== Records for this task ==
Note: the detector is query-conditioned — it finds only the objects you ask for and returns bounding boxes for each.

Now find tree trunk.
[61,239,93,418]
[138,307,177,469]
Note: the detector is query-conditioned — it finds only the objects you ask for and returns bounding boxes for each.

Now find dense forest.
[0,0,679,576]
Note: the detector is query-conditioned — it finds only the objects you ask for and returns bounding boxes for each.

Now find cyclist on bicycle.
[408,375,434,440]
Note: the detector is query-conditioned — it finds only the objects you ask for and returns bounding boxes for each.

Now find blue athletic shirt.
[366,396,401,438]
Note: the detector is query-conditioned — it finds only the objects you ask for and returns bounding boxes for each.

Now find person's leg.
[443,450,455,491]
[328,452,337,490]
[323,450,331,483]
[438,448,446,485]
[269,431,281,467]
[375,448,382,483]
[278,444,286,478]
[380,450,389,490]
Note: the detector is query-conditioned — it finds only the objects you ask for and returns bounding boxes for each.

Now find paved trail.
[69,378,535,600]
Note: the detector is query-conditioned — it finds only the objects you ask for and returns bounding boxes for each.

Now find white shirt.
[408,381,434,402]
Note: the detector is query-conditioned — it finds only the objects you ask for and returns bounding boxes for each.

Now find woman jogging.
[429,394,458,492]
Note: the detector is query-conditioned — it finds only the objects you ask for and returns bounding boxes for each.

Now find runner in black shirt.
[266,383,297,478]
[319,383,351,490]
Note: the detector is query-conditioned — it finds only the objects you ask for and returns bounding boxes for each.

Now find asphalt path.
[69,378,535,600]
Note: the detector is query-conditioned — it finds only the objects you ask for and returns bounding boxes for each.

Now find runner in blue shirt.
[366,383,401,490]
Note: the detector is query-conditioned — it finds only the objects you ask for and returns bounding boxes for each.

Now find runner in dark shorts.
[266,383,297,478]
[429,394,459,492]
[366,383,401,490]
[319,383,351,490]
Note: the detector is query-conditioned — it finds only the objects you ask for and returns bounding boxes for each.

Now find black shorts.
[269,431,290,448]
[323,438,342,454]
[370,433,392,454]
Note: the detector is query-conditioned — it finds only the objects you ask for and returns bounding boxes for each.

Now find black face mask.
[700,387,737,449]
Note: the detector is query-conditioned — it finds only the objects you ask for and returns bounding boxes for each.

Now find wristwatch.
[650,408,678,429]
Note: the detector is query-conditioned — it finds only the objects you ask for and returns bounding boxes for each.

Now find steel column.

== Direction ==
Please count the lines in the records above that contain the string "blue", matching case exactly, and reply with only that number.

== Worked solution ==
2